=== STATED EXERCISE ===
Restate the entries below verbatim.

== DATA EXTRACT ==

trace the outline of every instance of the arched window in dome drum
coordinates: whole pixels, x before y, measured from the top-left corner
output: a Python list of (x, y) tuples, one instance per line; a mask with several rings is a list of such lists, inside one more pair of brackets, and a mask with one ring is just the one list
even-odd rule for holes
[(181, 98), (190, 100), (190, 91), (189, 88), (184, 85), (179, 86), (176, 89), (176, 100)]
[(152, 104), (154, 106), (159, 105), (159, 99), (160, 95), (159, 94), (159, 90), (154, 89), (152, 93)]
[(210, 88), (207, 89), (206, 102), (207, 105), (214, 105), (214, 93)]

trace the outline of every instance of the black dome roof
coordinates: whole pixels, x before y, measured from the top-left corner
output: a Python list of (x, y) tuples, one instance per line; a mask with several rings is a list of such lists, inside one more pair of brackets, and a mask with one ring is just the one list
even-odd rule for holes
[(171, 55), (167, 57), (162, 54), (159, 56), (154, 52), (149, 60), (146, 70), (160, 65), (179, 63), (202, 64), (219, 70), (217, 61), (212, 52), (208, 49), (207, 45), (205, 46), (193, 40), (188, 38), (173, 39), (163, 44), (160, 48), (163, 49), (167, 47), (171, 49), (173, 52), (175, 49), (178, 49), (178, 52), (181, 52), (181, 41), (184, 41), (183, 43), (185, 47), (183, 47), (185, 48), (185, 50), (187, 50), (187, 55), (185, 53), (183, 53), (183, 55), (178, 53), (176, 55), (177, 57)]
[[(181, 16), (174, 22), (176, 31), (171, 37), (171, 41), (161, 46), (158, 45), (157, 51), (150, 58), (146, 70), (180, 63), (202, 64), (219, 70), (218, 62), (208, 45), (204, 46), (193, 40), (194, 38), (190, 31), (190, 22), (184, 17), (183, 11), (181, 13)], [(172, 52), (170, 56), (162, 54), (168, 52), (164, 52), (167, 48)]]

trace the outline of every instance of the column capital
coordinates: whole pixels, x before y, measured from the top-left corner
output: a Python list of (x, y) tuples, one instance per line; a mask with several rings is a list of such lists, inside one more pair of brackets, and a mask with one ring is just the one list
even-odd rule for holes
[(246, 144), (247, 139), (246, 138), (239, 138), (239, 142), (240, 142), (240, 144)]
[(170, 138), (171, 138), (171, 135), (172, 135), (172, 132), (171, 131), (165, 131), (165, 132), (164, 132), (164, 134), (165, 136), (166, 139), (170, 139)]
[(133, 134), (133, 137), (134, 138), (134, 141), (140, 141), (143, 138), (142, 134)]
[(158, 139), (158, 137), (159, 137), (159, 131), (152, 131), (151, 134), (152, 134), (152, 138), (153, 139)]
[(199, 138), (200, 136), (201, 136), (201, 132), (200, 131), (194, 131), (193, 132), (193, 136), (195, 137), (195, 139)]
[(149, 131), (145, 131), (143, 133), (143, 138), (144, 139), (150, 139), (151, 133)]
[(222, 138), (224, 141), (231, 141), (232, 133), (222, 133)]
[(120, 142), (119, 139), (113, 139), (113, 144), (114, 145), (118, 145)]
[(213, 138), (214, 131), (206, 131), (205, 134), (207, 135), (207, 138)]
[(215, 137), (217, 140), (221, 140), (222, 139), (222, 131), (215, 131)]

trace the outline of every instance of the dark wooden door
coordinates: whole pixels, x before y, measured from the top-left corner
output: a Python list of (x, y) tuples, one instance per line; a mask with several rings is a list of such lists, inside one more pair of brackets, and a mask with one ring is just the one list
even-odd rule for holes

===

=== RESULT ===
trace the outline of every instance of the arched window in dome drum
coordinates: whole pixels, x before y, measured from the top-left corner
output: a Python list of (x, y) tuples, one instance per line; a mask with several rings is a list of such lists, inside one more pair of brackets, and a mask with one ring is just the one list
even-odd rule for holes
[(181, 98), (190, 100), (190, 91), (189, 88), (184, 85), (179, 86), (176, 89), (176, 100)]
[(152, 104), (154, 106), (159, 105), (159, 99), (160, 95), (159, 94), (159, 90), (154, 89), (152, 93)]
[(210, 88), (207, 89), (206, 102), (207, 105), (214, 105), (214, 93)]

trace the outline of every instance of the black dome roof
coordinates: whole pixels, x before y, measured from the top-left corner
output: a Python list of (x, y) tuples, one instance per line; a mask with several rings is a list of such lists, inside one more pair of brackets, and a mask with one ring is just the one list
even-odd rule for holes
[(171, 55), (167, 57), (162, 54), (159, 56), (154, 52), (149, 60), (146, 70), (160, 65), (179, 63), (202, 64), (219, 70), (217, 61), (212, 52), (208, 49), (207, 45), (205, 46), (193, 40), (188, 38), (173, 39), (163, 44), (160, 48), (163, 49), (167, 47), (171, 49), (173, 52), (175, 49), (178, 49), (178, 52), (181, 52), (181, 41), (184, 41), (183, 43), (185, 47), (183, 47), (185, 48), (185, 50), (187, 50), (187, 55), (185, 53), (183, 53), (183, 55), (178, 53), (176, 55), (177, 57)]
[[(181, 16), (174, 22), (176, 31), (171, 37), (171, 41), (161, 46), (158, 45), (157, 51), (150, 58), (146, 70), (180, 63), (202, 64), (219, 70), (218, 62), (208, 45), (204, 46), (193, 40), (194, 38), (190, 31), (190, 22), (184, 17), (183, 11), (181, 13)], [(172, 52), (170, 56), (162, 54), (168, 52), (164, 52), (167, 48)]]

trace the outline of every instance of the column capital
coordinates: whole pixels, x before y, measured from the top-left corner
output: a Python list of (x, y) tuples, one instance per line; a mask with several rings is a list of such lists, inside one more pair of brackets, and a mask with one ring is just the one list
even-odd rule for holes
[(246, 144), (247, 139), (246, 138), (239, 138), (239, 142), (240, 142), (240, 144)]
[(170, 138), (171, 138), (171, 135), (172, 135), (172, 132), (171, 131), (165, 131), (165, 132), (164, 132), (164, 134), (165, 136), (166, 139), (170, 139)]
[(133, 134), (133, 137), (134, 138), (134, 141), (140, 141), (143, 138), (142, 134)]
[(158, 139), (158, 137), (159, 137), (159, 131), (152, 131), (151, 134), (152, 134), (152, 138), (153, 139)]
[(199, 138), (200, 136), (201, 136), (201, 132), (200, 131), (194, 131), (193, 132), (193, 136), (195, 137), (195, 139)]
[(149, 131), (145, 131), (143, 133), (143, 138), (144, 139), (150, 139), (151, 133)]
[(222, 138), (224, 141), (231, 141), (232, 133), (222, 133)]
[(120, 142), (119, 139), (113, 139), (113, 144), (114, 145), (118, 145)]
[(213, 138), (214, 131), (206, 131), (205, 134), (207, 135), (207, 138)]
[(215, 137), (217, 140), (221, 140), (222, 139), (222, 131), (215, 131)]

trace the outline of every instance of the dark wooden door
coordinates: whole pixels, x before y, measured from the top-left corner
output: a Python list of (x, y) tuples, one instance per line; a mask with several rings is a list of such lists, inside one more pair of brackets, and a mask with one ring is just the one list
even-odd rule for holes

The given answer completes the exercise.